> TEXTE
• • • •
Par Arnaud Claes (L’Agence BD) le 27 octobre 2007                      Lien  
L’exposition "De Superman au Chat du rabbin" inaugurée la semaine dernière bat son plein en ce moment. La question est présente dans plusieurs articles : Superman est-il juif ?

Dans Le Monde daté du 25 octobre, il y a un superbe article concernant l’exposition De Superman au Chat du rabbin dont tu es le conseiller scientifique intitulé :"Superman, un héros juif". Ce titre te fait réagir ?

Il me fait bondir, oui ! D’abord parce que ce n’est pas vrai, ensuite parce que cette affirmation est à l’opposé de ce que nous avons voulu faire dans cette exposition : présenter une approche du rôle de l’histoire juive dans l’évolution de la bande dessinée et du roman graphique. Comme le dit la directrice du musée Laurence Sigal dans la préface du catalogue, cette exposition n’attribue pas à la bande dessinée une spécificité juive. Elle écrit : « Elle pose les choses avec la précision historique et le sens de la nuance nécessaires : les juifs ne sont pas les inventeurs de la bande dessinée et ni le Spirit, ni Superman ne sont des héros juifs  ». C’est écrit noir sur blanc en page 6 de notre catalogue !

Il n’est pas vrai que Superman soit juif. Cette affirmation traîne depuis quarante ans dans la littérature spécialisée sur la bande dessinée. L’article nous est favorable, dit de l’expo qu’elle est "remarquable et érudite", mais ce titre ne nous rend pas service. Pas un de nos dossiers de presse, pas une seule mention dans l’exposition n’entérine cette affirmation. C’est une connerie. Voyant venir le coup, j’avais précisément écrit pour L’Arche, le mois dernier un article intitulé "Superman, un héros non-aryen". Ceci est bien plus exact. N’oubliez pas que ses aventures s’adressaient au plus grand nombre. Les auteurs ont donc gommé très tôt toute aspérité minoritaire. Ils ont d’ailleurs été dépossédés de leur personnage dès 1946.

Didier Pasamonik : "Non, Superman n'est pas juif ! "
Joe Kubert et Didier Pasamonik dans l’exposition "De Superman au Chat du rabbin"
• • • •
> Données enregistrées

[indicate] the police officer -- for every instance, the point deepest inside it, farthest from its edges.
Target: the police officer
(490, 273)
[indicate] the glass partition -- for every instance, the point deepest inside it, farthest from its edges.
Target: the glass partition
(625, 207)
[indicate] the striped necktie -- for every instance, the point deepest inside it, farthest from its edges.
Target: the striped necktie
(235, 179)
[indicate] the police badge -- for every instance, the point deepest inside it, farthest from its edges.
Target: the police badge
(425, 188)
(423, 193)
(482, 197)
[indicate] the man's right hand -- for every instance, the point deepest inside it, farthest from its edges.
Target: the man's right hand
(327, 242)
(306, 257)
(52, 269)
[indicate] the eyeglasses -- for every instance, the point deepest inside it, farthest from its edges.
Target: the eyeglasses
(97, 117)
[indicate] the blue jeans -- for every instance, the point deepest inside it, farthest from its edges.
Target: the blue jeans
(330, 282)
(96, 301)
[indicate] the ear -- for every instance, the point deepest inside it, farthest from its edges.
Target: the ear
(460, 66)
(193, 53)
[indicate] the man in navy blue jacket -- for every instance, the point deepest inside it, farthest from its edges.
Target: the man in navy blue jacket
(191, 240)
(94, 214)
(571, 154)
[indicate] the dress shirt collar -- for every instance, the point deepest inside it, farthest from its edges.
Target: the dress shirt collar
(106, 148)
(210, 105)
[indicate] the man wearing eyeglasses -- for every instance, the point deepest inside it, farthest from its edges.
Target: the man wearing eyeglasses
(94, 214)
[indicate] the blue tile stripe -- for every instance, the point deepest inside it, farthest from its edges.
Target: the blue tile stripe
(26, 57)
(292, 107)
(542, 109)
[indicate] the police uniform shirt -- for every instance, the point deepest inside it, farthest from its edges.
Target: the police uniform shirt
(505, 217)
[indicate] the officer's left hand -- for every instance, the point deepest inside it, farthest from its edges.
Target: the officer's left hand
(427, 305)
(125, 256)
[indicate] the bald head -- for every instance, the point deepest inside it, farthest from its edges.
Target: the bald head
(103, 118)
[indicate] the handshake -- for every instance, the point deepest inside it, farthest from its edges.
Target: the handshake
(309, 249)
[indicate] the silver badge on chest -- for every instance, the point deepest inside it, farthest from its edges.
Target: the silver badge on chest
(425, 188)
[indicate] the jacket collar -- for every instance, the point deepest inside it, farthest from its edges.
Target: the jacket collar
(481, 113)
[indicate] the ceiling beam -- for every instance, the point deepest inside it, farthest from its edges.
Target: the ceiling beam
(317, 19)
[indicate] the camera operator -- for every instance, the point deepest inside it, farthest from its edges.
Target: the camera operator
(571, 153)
• • • •
> SÉRIE DE CONSIGNES
A. Dressez la liste de toutes les personnes nommées dans le texte sur l'exposition consacrée à Superman.
B. Extrayez du texte sur l'exposition consacrée à Superman le passage qui commence par les mots contenant « Dans Le Monde » et se termine par « te fait réagir ? ».

> RÉPONSES PAR CONSIGNE
A.
Arnaud Claes
Laurence Sigal
Didier Pasamonik
Joe Kubert

B.
Dans Le Monde daté du 25 octobre, il y a un superbe article concernant l’exposition De Superman au Chat du rabbin dont tu es le conseiller scientifique intitulé :"Superman, un héros juif". Ce titre te fait réagir ?